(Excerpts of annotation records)
· · · · ·
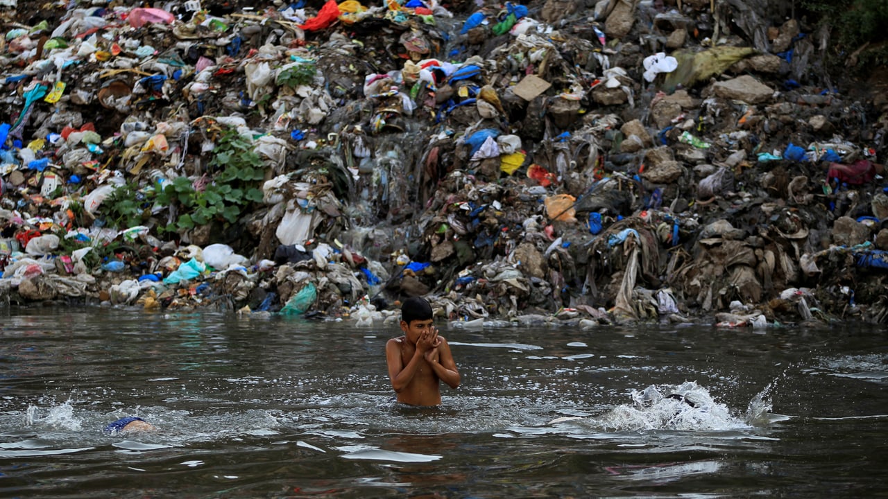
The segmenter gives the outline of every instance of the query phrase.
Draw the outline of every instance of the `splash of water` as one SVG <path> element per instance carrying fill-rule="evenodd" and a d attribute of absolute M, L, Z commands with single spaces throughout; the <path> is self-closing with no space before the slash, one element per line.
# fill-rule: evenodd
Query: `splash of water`
<path fill-rule="evenodd" d="M 37 406 L 28 406 L 25 411 L 25 425 L 42 425 L 70 432 L 79 432 L 83 427 L 83 420 L 74 415 L 70 400 L 59 406 L 49 408 L 44 416 L 42 412 L 43 409 Z"/>
<path fill-rule="evenodd" d="M 607 430 L 726 431 L 749 427 L 715 401 L 709 390 L 689 381 L 681 384 L 651 385 L 631 392 L 632 403 L 622 404 L 596 418 Z"/>

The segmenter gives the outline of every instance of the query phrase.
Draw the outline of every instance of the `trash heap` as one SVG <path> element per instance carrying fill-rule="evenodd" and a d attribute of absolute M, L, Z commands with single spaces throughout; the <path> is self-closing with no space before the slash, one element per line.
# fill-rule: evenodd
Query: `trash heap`
<path fill-rule="evenodd" d="M 888 92 L 789 4 L 7 0 L 0 297 L 885 322 Z"/>

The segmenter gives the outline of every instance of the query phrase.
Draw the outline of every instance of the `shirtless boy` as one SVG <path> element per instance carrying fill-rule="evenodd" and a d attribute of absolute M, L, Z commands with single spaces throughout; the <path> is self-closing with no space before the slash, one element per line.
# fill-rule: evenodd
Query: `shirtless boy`
<path fill-rule="evenodd" d="M 400 307 L 404 336 L 385 344 L 389 379 L 398 401 L 413 406 L 441 403 L 439 381 L 459 386 L 459 372 L 450 346 L 432 325 L 432 306 L 423 298 L 408 298 Z"/>

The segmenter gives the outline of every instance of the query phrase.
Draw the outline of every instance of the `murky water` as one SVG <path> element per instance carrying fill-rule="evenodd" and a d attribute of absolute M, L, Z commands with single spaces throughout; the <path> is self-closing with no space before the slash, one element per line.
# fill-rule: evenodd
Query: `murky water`
<path fill-rule="evenodd" d="M 392 403 L 395 329 L 0 310 L 0 496 L 873 496 L 884 329 L 442 328 L 463 375 Z M 107 435 L 123 416 L 159 427 Z"/>

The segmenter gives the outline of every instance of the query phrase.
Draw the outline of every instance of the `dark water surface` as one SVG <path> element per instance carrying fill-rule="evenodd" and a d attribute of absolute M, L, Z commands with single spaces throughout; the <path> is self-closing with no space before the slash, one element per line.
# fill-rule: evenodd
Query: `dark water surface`
<path fill-rule="evenodd" d="M 884 329 L 441 329 L 411 409 L 395 326 L 0 309 L 0 496 L 888 495 Z"/>

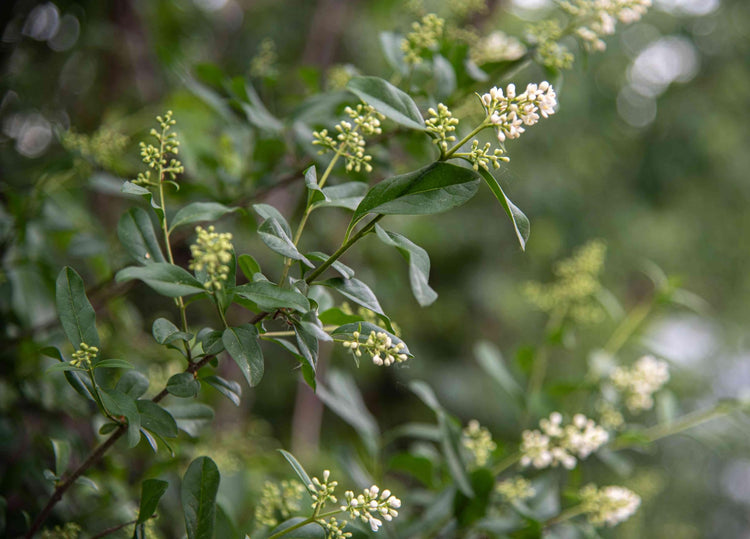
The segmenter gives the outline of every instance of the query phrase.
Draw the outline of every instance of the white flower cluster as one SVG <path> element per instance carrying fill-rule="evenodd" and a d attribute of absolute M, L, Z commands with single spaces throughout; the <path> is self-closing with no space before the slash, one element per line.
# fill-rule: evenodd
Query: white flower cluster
· · · · ·
(What the task requires) Repeat the listing above exactly, with no pictures.

(The output)
The segmenter gives the outline of every instance of the query phrase.
Draw the outline of every instance of the `splash of water` as one SVG <path> element per instance carrying fill-rule="evenodd" and a d attribute of absolute M, L, Z commands with single spaces throughout; the <path> is self-closing with no space before the slash, one element per line.
# fill-rule: evenodd
Query: `splash of water`
<path fill-rule="evenodd" d="M 37 406 L 28 406 L 25 411 L 25 425 L 42 425 L 70 432 L 79 432 L 83 427 L 83 420 L 74 415 L 70 400 L 59 406 L 49 408 L 44 416 L 42 412 L 43 409 Z"/>
<path fill-rule="evenodd" d="M 607 430 L 726 431 L 749 427 L 715 401 L 709 390 L 689 381 L 681 384 L 651 385 L 631 392 L 632 403 L 622 404 L 596 418 Z"/>

The segmenter gives the outline of every instance of the query phrase.
Draw the outline of every instance of the `trash heap` as one SVG <path> element per instance carrying fill-rule="evenodd" and a d attribute of absolute M, L, Z commands with single spaces throughout; the <path> is self-closing with no space before the slash, one element per line.
# fill-rule: evenodd
Query: `trash heap`
<path fill-rule="evenodd" d="M 888 92 L 789 4 L 7 0 L 0 297 L 885 322 Z"/>

The segmenter gives the outline of every instance of the query phrase.
Draw the outline of every instance of the `shirtless boy` as one SVG <path> element per instance carrying fill-rule="evenodd" and a d attribute of absolute M, L, Z commands with single spaces throughout; the <path> is self-closing with no space before the slash, one element per line.
# fill-rule: evenodd
Query: `shirtless boy`
<path fill-rule="evenodd" d="M 400 307 L 404 336 L 385 344 L 389 379 L 398 401 L 413 406 L 441 403 L 439 381 L 459 386 L 459 372 L 450 346 L 432 325 L 432 306 L 423 298 L 408 298 Z"/>

The segmenter gives the outline of every instance of the query phrase.
Draw the outline of every instance of the `murky water` as one SVG <path> element per instance carrying fill-rule="evenodd" and a d attribute of absolute M, L, Z commands with single spaces throughout; the <path> is self-closing with no space before the slash, one element per line.
# fill-rule: evenodd
Query: `murky water`
<path fill-rule="evenodd" d="M 392 403 L 395 329 L 0 310 L 0 496 L 873 496 L 884 329 L 442 328 L 463 375 Z M 107 435 L 123 416 L 159 427 Z"/>

The segmenter gives the outline of every instance of the query phrase.
Draw the outline of every instance of the `dark water surface` as one SVG <path> element per instance carrying fill-rule="evenodd" and a d attribute of absolute M, L, Z commands with single spaces throughout; the <path> is self-closing with no space before the slash, one element per line.
# fill-rule: evenodd
Query: `dark water surface`
<path fill-rule="evenodd" d="M 884 329 L 441 329 L 411 409 L 395 326 L 0 309 L 0 496 L 888 495 Z"/>

The segmenter gives the outline of every instance of the query phrase.
Draw the outline of every instance of the white flower cluster as one SVG <path> element per instance carrying fill-rule="evenodd" and a d attribute of absolute M, L, Z commands with single spaces throughout; the <path> is self-closing with no space before the slash, one element per line.
# fill-rule: evenodd
Query: white flower cluster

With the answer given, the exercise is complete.